--- DIRECTIONS ---
• A. Can you condense the paragraph in the die set passage below that begins "The die set 40 also includes a pressing pad 48" into a short bulleted list that keeps its main facts?
• B. Could you carry the die set passage below further, starting right after its final sentence?
== PASSAGE TO READ
The die set 40 includes a die 42 and a punch 44 that sandwich and
press the sheet material 10 therebetween. The die 42 is a lower
piece that comes into contact with the back surface of the sheet
material 10 and has a shape corresponding to the shape of the back
surface of the molded part 30. The die 42 has a receiving space 42a
that receives the burring punch 50 fixed to the punch 44 when the
die 42 and the punch 44 are brought together. The punch 44 is an
upper piece that comes into contact with the front surface of the
sheet material 10 and has a shape corresponding to the shape of the
front surface of the molded part 30.
The die set 40 also includes a pressing pad 48 that is suspended
from the punch 44 by a spring 46 and the burring punch 50. The
pressing pad 48 presses the front surface of the sheet material 10
placed on the die 42 to stabilize the position of the sheet
material 10. Since the pressing pad 48 is suspended by the spring
46, the pressing pad 48 continuously presses the sheet material 10
to prevent the sheet material 10 from being displaced while the
punch 44 is being moved toward the die 42.
The die set 40 illustrated in FIG. 5A is operated so that the
burring punch 50 performs the burring process on the corresponding
pilot hole 12 to form the burred portion 14 when the sheet material
10 is sandwiched between the die 42 and the punch 44. The burring
punch 50, which is a rod having a circular cross section, has one
end fixed to the punch 44, and the other end thereof comes into
contact with the pilot hole 12. In the burring process, the burring
punch 50 is moved along a movement axis A.sub.X that is parallel to
the Z direction. The punch diameter D.sub.B of the burring punch 50
satisfy the above-described conditions. The sheet material 10 is
bent into the half-molded part 41 illustrated in FIG. 5A by the die
42 and the punch 44.
====
== ENTRIES PROVIDED
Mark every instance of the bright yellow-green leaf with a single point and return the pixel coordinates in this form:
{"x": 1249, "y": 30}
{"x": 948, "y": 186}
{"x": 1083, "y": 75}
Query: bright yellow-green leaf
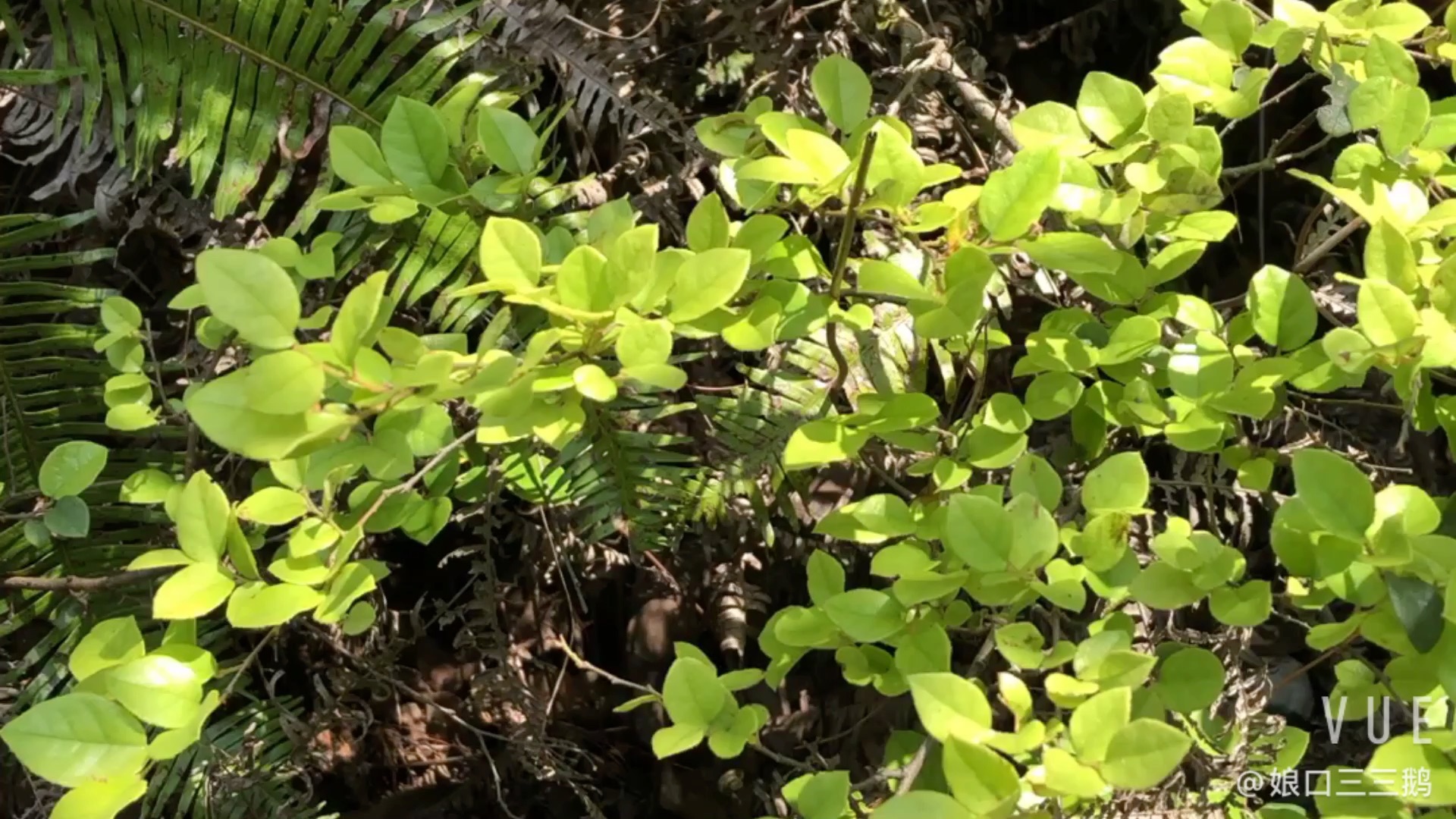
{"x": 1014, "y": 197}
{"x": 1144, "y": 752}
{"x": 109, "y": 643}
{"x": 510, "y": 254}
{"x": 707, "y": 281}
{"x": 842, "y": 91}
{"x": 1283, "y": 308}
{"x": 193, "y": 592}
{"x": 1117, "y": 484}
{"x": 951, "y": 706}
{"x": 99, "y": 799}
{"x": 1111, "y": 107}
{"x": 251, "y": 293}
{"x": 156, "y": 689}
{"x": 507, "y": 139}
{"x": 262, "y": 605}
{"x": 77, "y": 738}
====
== ENTRIES PROVIDED
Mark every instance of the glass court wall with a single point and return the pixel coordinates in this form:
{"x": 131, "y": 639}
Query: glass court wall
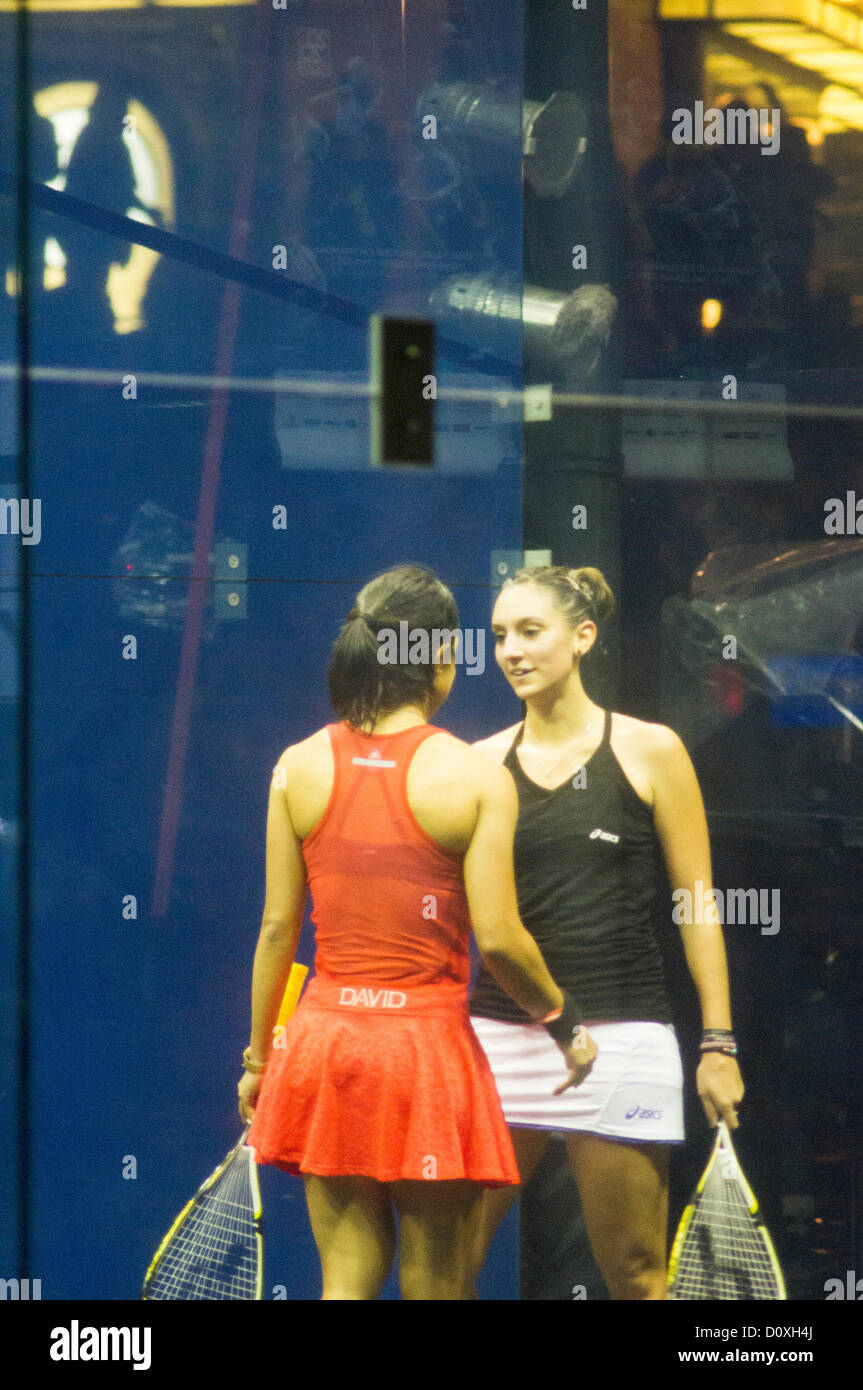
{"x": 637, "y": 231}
====
== ENTRIES PROVIDED
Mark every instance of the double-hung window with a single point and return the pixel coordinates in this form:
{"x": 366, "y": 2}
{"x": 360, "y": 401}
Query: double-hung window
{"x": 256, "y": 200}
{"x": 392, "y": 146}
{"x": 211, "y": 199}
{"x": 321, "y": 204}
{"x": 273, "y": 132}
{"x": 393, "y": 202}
====
--- RESULTS OF THE TASKS ---
• A.
- Die set 40 includes pressing pad 48, suspended from punch 44 by spring 46 and burring punch 50.
- Pad 48 presses the front surface of sheet material 10 on die 42 to hold it in position.
- Because spring 46 suspends it, the pad keeps pressing the sheet so it doesn't shift while punch 44 moves toward die 42.

• B.
The die set 40 illustrated in FIG. 5B is in such a state that upper
pieces thereof including the punch 44, the burring punch 50, the
pressing pad 48, and the spring 46 are at the bottom dead center of
the pressing machine. Accordingly, the sheet material 10 that has
been bent into the half-molded part 41 is molded into the molded
part 30 in accordance with the shapes of the punch 44 and the die
42. Thus, the first side plate portion 32, the second side plate
portion 33, the first flange portion 34, and the second flange
portion 35, which have not been completed in the half-molded part
41 illustrated in FIG. 5A, are completed in the state illustrated
in FIG. 5B.
The burred portion 14 is completed when the burring punch 50 is
inserted deep into the receiving space 42a. The pressing pad 48 is
continuously pressed against the top plate portion 31 by the spring
46. When the sheet material 10 is retained in this state for
several seconds, the sheet material 10 is rapidly cooled from the
temperature to which the sheet material 10 was heated in the
heating step. Thus, the molded part 30 that has been subjected to
quenching is obtained.
FIGS. 6A and 6B are perspective views of examples of the burred
portion 14 viewed from the back.
The burred portion 14 illustrated in FIG. 6A is formed when the
burring process is performed with substantially no displacement
between the pilot hole 12 and the burring punch 50. The punch
diameter D.sub.B is greater than the diameter D.sub.I of the
inscribed circle C.sub.I and is less than the diameter D.sub.C of
the circumscribed circle C.sub.C. In addition, the punch diameter
D.sub.B is set so that the circumference of the burring punch 50
crosses each of the straight portions 24a to 24f. Therefore, when
the burring punch 50 is inserted through the pilot hole 12, three
projecting flange portions 52a to 52c including the concave
portions 22 of the pilot hole 12 are bent along the outer
peripheral surface of the burring punch 50 so as to form edge
portions 16 that match the punch diameter D.sub.B. As is clear from
the shape of the thus-formed burred portion 14, only the three
flange portions 52a to 52c are deformed in the burring process. In
other words, the three convex portions 20a to 20c of the pilot hole
12 are not deformed and remain unchanged. In addition, no cracks
are formed in the three flange portions 52a to 52c.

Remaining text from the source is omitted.